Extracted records
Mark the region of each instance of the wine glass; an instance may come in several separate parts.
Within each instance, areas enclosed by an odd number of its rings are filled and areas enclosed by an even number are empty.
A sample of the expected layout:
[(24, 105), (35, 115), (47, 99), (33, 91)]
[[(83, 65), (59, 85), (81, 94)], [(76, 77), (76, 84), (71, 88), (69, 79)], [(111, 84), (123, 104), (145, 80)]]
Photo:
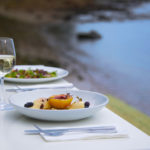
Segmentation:
[(9, 109), (10, 107), (5, 98), (4, 76), (12, 70), (15, 61), (16, 53), (13, 39), (0, 37), (0, 110)]

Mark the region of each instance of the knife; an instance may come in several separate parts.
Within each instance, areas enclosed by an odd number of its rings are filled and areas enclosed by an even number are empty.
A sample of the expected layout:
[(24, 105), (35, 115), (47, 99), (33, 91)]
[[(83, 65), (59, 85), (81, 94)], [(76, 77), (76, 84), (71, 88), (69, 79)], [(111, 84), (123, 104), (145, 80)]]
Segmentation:
[(106, 132), (106, 133), (116, 133), (116, 127), (114, 126), (97, 126), (97, 127), (80, 127), (80, 128), (60, 128), (60, 129), (42, 129), (42, 130), (24, 130), (25, 134), (39, 134), (41, 132)]
[(21, 88), (21, 87), (17, 87), (17, 88), (10, 88), (10, 89), (6, 89), (6, 91), (8, 92), (17, 92), (17, 91), (32, 91), (32, 90), (38, 90), (38, 89), (59, 89), (59, 88), (73, 88), (73, 84), (66, 84), (66, 85), (54, 85), (54, 86), (41, 86), (41, 87), (25, 87), (25, 88)]

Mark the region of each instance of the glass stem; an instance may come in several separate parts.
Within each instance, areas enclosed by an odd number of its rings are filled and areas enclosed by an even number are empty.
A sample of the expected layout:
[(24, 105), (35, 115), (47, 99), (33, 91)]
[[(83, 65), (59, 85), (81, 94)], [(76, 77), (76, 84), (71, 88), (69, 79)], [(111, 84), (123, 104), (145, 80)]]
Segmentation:
[(5, 88), (4, 88), (4, 77), (0, 78), (1, 80), (1, 89), (0, 89), (0, 99), (1, 99), (1, 103), (5, 103)]

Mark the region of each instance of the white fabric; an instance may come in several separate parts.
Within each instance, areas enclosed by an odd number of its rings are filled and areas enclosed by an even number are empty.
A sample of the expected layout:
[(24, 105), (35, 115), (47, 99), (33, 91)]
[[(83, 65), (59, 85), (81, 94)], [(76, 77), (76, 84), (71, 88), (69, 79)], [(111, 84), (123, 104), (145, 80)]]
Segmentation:
[[(55, 128), (53, 128), (53, 129), (55, 129)], [(61, 128), (61, 129), (63, 129), (63, 128)], [(66, 129), (66, 128), (64, 128), (64, 129)], [(112, 139), (112, 138), (127, 138), (128, 137), (128, 133), (125, 130), (120, 129), (119, 127), (117, 128), (116, 133), (85, 133), (85, 132), (70, 132), (69, 133), (68, 132), (61, 136), (49, 136), (44, 133), (40, 133), (40, 135), (47, 142)]]
[(25, 85), (18, 86), (19, 89), (38, 89), (38, 88), (71, 88), (73, 87), (72, 83), (62, 83), (62, 84), (36, 84), (36, 85)]
[(58, 83), (58, 84), (35, 84), (35, 85), (18, 85), (16, 87), (12, 88), (7, 88), (8, 89), (22, 89), (22, 90), (27, 90), (27, 89), (44, 89), (44, 88), (50, 88), (50, 89), (55, 89), (55, 88), (73, 88), (72, 83)]
[[(65, 83), (65, 80), (58, 80), (53, 83)], [(49, 82), (48, 84), (51, 84)], [(7, 83), (6, 89), (13, 88), (17, 84)], [(6, 96), (9, 97), (16, 92), (7, 92)], [(119, 117), (107, 108), (99, 111), (93, 117), (73, 121), (73, 122), (45, 122), (30, 119), (16, 111), (2, 111), (0, 113), (0, 149), (2, 150), (136, 150), (136, 149), (150, 149), (150, 137)], [(34, 129), (33, 124), (37, 124), (44, 128), (53, 127), (77, 127), (84, 125), (102, 125), (102, 124), (115, 124), (129, 133), (129, 138), (113, 138), (113, 139), (95, 139), (95, 140), (74, 140), (65, 142), (44, 142), (40, 136), (29, 136), (24, 134), (24, 130)], [(18, 142), (19, 141), (19, 142)]]

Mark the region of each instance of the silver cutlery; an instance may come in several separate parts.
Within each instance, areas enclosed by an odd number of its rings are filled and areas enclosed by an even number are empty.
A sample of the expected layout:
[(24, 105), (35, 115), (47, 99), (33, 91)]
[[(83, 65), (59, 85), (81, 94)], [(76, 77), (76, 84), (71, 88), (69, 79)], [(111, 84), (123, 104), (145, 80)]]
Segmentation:
[(39, 126), (34, 125), (37, 130), (25, 130), (26, 134), (40, 134), (44, 133), (48, 136), (61, 136), (68, 132), (84, 132), (84, 133), (116, 133), (117, 130), (114, 126), (98, 126), (98, 127), (80, 127), (80, 128), (66, 128), (66, 129), (41, 129)]
[(24, 92), (24, 91), (33, 91), (33, 90), (39, 90), (39, 89), (62, 89), (62, 88), (73, 88), (73, 85), (70, 87), (66, 86), (58, 86), (58, 87), (41, 87), (41, 88), (16, 88), (16, 89), (6, 89), (7, 92)]
[(14, 107), (11, 104), (7, 104), (5, 108), (1, 109), (1, 111), (14, 110)]

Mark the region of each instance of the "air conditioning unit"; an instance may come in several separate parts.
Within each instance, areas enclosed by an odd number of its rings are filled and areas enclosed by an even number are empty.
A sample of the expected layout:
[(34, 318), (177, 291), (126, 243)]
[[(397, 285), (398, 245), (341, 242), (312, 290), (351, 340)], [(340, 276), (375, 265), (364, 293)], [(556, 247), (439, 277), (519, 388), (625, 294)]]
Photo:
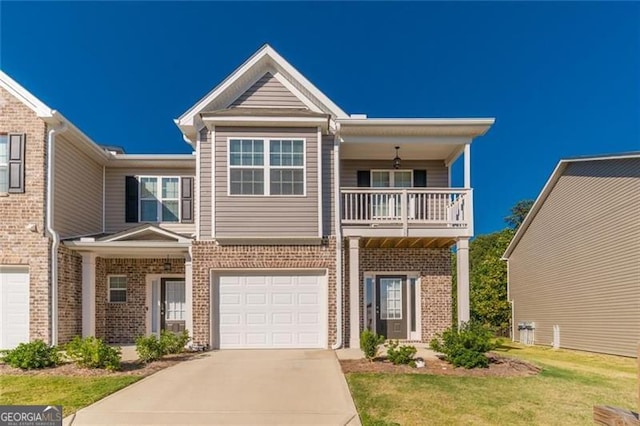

• YOUR OBJECTIVE: Except for the pictures, give the data again word for word.

• SOLUTION TO THE EXERCISE:
Mark the region of each instance of the wine glass; an instance may come in several separate parts.
Within each instance, areas enclosed by an odd number of its rings are filled and areas enclosed by an even number are empty.
A sample of the expected layout:
[(24, 105), (35, 115), (47, 99), (33, 91)]
[[(83, 65), (59, 85), (81, 94)], [(76, 77), (76, 84), (71, 88), (69, 79)], [(111, 84), (123, 104), (145, 80)]]
Photo:
Segmentation:
[(9, 109), (10, 107), (5, 98), (4, 76), (12, 70), (15, 61), (16, 53), (13, 39), (0, 37), (0, 110)]

Mark the region of each instance of the knife; an instance may come in several separate parts.
Within each instance, areas enclosed by an odd number of its rings are filled and areas enclosed by an even number are empty.
A sample of the expected layout:
[(24, 105), (35, 115), (47, 99), (33, 91)]
[[(83, 65), (59, 85), (81, 94)], [(76, 77), (76, 84), (71, 88), (69, 79)], [(111, 84), (123, 104), (145, 80)]]
Segmentation:
[(106, 132), (106, 133), (116, 133), (116, 127), (114, 126), (97, 126), (97, 127), (80, 127), (80, 128), (60, 128), (60, 129), (42, 129), (42, 130), (24, 130), (25, 134), (39, 134), (41, 132)]
[(21, 88), (21, 87), (17, 87), (17, 88), (10, 88), (10, 89), (6, 89), (6, 91), (8, 92), (17, 92), (17, 91), (32, 91), (32, 90), (38, 90), (38, 89), (59, 89), (59, 88), (73, 88), (73, 84), (66, 84), (66, 85), (54, 85), (54, 86), (41, 86), (41, 87), (25, 87), (25, 88)]

Mark the region of each instance of the glass stem; an instance may come in several separate parts.
Within each instance, areas enclosed by an odd number of its rings are filled and areas enclosed by an even number are empty.
A sample of the expected layout:
[(24, 105), (35, 115), (47, 99), (33, 91)]
[[(83, 65), (59, 85), (81, 94)], [(76, 77), (76, 84), (71, 88), (69, 79)], [(111, 84), (123, 104), (145, 80)]]
Segmentation:
[(5, 88), (4, 88), (4, 77), (0, 78), (1, 80), (1, 89), (0, 89), (0, 99), (1, 99), (1, 103), (5, 103)]

Mark the region of each instance of the white fabric; an instance may come in several separate parts.
Within each instance, areas enclosed by an odd number of its rings are filled and areas enclosed by an even number are empty.
A sample of the expected layout:
[(24, 105), (35, 115), (47, 99), (33, 91)]
[[(83, 65), (59, 85), (81, 94)], [(76, 77), (76, 84), (71, 88), (69, 79)], [(111, 84), (123, 104), (145, 80)]]
Segmentation:
[[(55, 128), (53, 128), (53, 129), (55, 129)], [(61, 128), (61, 129), (63, 129), (63, 128)], [(66, 129), (66, 128), (64, 128), (64, 129)], [(112, 139), (112, 138), (127, 138), (128, 137), (128, 133), (125, 130), (120, 129), (119, 127), (117, 128), (116, 133), (85, 133), (85, 132), (70, 132), (69, 133), (68, 132), (61, 136), (49, 136), (44, 133), (40, 133), (40, 135), (47, 142)]]
[(25, 85), (18, 86), (19, 89), (38, 89), (38, 88), (71, 88), (73, 87), (72, 83), (62, 83), (62, 84), (36, 84), (36, 85)]
[(58, 83), (58, 84), (35, 84), (35, 85), (18, 85), (16, 87), (12, 88), (7, 88), (8, 89), (22, 89), (22, 90), (27, 90), (27, 89), (44, 89), (44, 88), (50, 88), (50, 89), (55, 89), (55, 88), (73, 88), (72, 83)]
[[(65, 83), (65, 80), (58, 80), (53, 83)], [(49, 82), (48, 84), (51, 84)], [(7, 83), (6, 89), (13, 88), (17, 84)], [(6, 96), (9, 97), (16, 92), (7, 92)], [(119, 117), (107, 108), (99, 111), (93, 117), (73, 121), (73, 122), (45, 122), (30, 119), (16, 111), (2, 111), (0, 113), (0, 149), (2, 150), (136, 150), (136, 149), (150, 149), (150, 137)], [(34, 129), (33, 124), (37, 124), (44, 128), (53, 127), (77, 127), (84, 125), (102, 125), (102, 124), (115, 124), (129, 133), (129, 138), (113, 138), (113, 139), (95, 139), (95, 140), (74, 140), (65, 142), (44, 142), (40, 136), (29, 136), (24, 134), (24, 130)], [(18, 142), (19, 141), (19, 142)]]

Mark the region of each instance of the silver cutlery; an instance may come in several separate parts.
Within each instance, areas enclosed by an odd number of its rings are filled and areas enclosed by an even number are empty.
A sample of the expected layout:
[(24, 105), (35, 115), (47, 99), (33, 91)]
[[(83, 65), (59, 85), (81, 94)], [(76, 77), (76, 84), (71, 88), (69, 79)], [(111, 84), (123, 104), (145, 80)]]
Segmentation:
[(39, 126), (34, 125), (37, 130), (25, 130), (26, 134), (40, 134), (44, 133), (48, 136), (61, 136), (68, 132), (84, 132), (84, 133), (116, 133), (117, 130), (114, 126), (98, 126), (98, 127), (80, 127), (80, 128), (66, 128), (66, 129), (41, 129)]
[(24, 92), (24, 91), (33, 91), (33, 90), (39, 90), (39, 89), (62, 89), (62, 88), (73, 88), (73, 85), (70, 87), (66, 86), (58, 86), (58, 87), (41, 87), (41, 88), (16, 88), (16, 89), (6, 89), (7, 92)]
[(14, 107), (11, 104), (7, 104), (5, 108), (1, 109), (1, 111), (14, 110)]

Mark the region of each instance of the "air conditioning unit"; an instance may come in several separate parts.
Within each instance, areas enclosed by an odd number of its rings are filled and areas enclosed by an even number are empty.
A sample of the expected layout:
[(34, 318), (177, 291), (126, 243)]
[[(397, 285), (398, 245), (341, 242), (312, 290), (351, 340)], [(340, 276), (375, 265), (364, 293)], [(556, 247), (439, 277), (519, 388), (625, 294)]]
Photo:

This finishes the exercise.